→ Assignment: In the records below, begin at the line that has "Target: black jacket" and stop after the line that has "Target: plaid shirt"; quote those lines verbatim and nothing more.

→ The data:
____
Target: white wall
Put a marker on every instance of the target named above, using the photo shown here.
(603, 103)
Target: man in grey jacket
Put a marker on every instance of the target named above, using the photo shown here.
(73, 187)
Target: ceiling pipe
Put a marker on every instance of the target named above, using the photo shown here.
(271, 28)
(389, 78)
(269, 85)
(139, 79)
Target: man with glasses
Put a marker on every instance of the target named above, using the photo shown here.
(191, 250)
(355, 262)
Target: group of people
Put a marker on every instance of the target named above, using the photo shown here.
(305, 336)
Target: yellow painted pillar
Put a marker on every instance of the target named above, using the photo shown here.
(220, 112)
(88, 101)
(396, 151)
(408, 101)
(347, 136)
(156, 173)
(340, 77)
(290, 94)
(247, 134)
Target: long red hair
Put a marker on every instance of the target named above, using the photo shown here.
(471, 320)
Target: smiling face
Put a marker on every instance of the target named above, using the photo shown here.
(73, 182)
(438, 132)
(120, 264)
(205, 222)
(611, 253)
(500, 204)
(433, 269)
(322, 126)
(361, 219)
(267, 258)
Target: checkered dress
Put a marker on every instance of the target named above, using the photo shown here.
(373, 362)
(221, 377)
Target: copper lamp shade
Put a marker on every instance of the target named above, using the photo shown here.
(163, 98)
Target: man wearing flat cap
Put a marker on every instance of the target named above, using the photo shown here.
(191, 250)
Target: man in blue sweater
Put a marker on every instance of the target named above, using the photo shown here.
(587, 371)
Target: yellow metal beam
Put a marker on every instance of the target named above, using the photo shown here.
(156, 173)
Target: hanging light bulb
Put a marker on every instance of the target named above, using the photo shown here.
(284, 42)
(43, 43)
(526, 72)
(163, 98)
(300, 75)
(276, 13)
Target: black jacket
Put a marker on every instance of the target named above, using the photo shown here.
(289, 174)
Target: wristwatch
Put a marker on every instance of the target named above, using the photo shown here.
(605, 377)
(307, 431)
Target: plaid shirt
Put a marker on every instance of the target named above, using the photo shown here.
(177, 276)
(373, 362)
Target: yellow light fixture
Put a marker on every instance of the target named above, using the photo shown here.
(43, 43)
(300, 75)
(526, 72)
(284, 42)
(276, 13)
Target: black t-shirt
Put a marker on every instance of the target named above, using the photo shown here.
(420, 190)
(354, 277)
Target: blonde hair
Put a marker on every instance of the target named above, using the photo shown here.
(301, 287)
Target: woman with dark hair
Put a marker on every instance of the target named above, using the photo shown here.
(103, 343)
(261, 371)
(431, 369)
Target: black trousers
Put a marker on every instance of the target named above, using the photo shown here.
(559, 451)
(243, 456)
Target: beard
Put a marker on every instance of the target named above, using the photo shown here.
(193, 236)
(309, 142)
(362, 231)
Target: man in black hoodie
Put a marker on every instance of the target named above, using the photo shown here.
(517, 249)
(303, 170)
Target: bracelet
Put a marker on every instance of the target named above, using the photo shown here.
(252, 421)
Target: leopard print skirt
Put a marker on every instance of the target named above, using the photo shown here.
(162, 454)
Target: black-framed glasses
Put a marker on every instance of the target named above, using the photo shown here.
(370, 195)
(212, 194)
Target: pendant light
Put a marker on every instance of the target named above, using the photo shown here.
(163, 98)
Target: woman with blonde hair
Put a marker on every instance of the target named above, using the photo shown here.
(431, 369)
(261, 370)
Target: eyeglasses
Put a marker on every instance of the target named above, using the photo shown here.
____
→ Result of this exercise:
Target: black jacket
Put a marker on every instance of the target named above, using the photo shown here.
(289, 174)
Target: wristwatch
Put a marker on every instance of the target named above, using the photo shown here.
(605, 377)
(307, 431)
Target: plaid shirt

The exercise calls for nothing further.